◆ Requisitos da tarefa
Copie da homenagem ao professor Victor Leonardi a passagem que começa em "É com grande" e vai até "e respeito unânimes.", incluindo essas palavras finais.

Kelerson Semerene Costa, 6 de dezembro de 2025

 

Chegaremos de mãos dadas,
Tagore, ao divino mundo
em que o amor eterno mora
e onde a alma é o sonho profundo
da rosa dentro da aurora
(Cecília Meireles)
 
É com grande tristeza que o Departamento de História da Universidade de Brasília se despede do professor Victor Paes de Barros Leonardi. Victor Leonardi nasceu em Araras (SP), em 15 de outubro de 1942. Foi professor no HIS de 1974 a 1976 e de 1987 a 1997. Foi, também, professor visitante nas universidades federais do Amazonas e da Paraíba, na Universidade de Campinas e na Universidade da Califórnia, em Berkeley. Brindou seus alunos com memoráveis aulas de História do Brasil, História da Amazônia, História das Religiões, Cultura Ibérica, Metodologia da História, no que sempre foi retribuído com admiração e respeito unânimes.
 
Seus interesses e suas áreas de estudos eram múltiplas e vários foram os meios pelos quais ele atuou como intelectual erudito, refinado, profícuo, de escrita simples, defensor da multidisciplinaridade, avesso ao pedantismo. Publicou 21 livros, entre ensaios, ficção e poesia, além de participar em diversas obras coletivas. Quando morreu, neste sábado, 06 de dezembro, em São José dos Campos (SP), redigia uma obra sobre a formação do Estado nacional no Brasil e deixou, inéditos, um livro sobre a escravidão contemporânea na Amazônia e uma autobiografia em quatro volumes. Escreveu roteiros e fez pesquisas para mais de vinte documentários, entre eles os premiados “Atlântico Negro – na rota dos orixás” e “Tesouro Natterer”, dirigidos pelo cineasta Renato Barbieri; ele aplicou o cinema na sala de aula e passou a se dedicar ao cinema documental como instrumento de difusão do conhecimento.

◆ Dados fornecidos
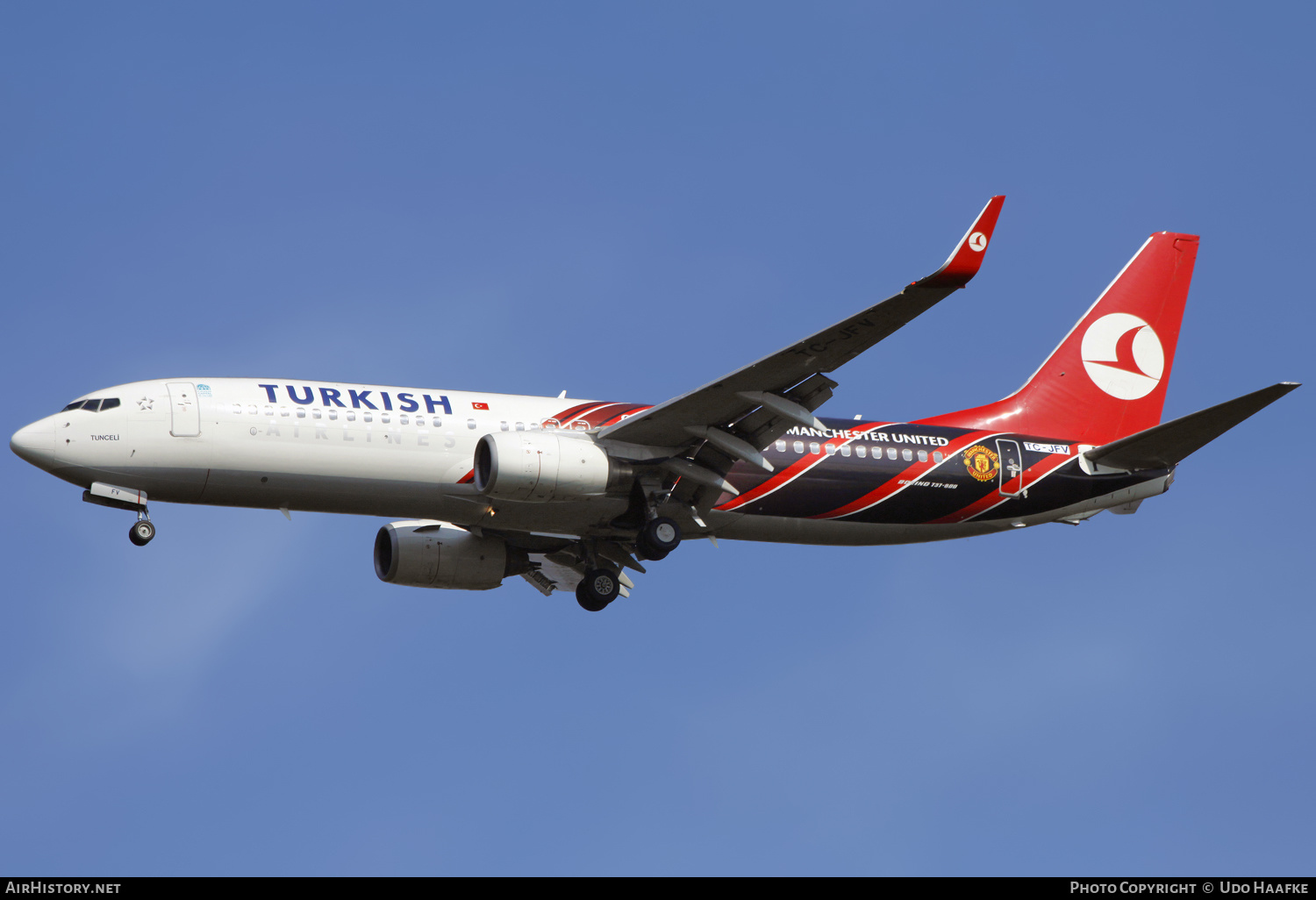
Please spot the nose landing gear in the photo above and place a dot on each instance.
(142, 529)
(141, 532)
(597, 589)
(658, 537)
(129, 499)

◆ Resposta completa
É com grande tristeza que o Departamento de História da Universidade de Brasília se despede do professor Victor Paes de Barros Leonardi. Victor Leonardi nasceu em Araras (SP), em 15 de outubro de 1942. Foi professor no HIS de 1974 a 1976 e de 1987 a 1997. Foi, também, professor visitante nas universidades federais do Amazonas e da Paraíba, na Universidade de Campinas e na Universidade da Califórnia, em Berkeley. Brindou seus alunos com memoráveis aulas de História do Brasil, História da Amazônia, História das Religiões, Cultura Ibérica, Metodologia da História, no que sempre foi retribuído com admiração e respeito unânimes.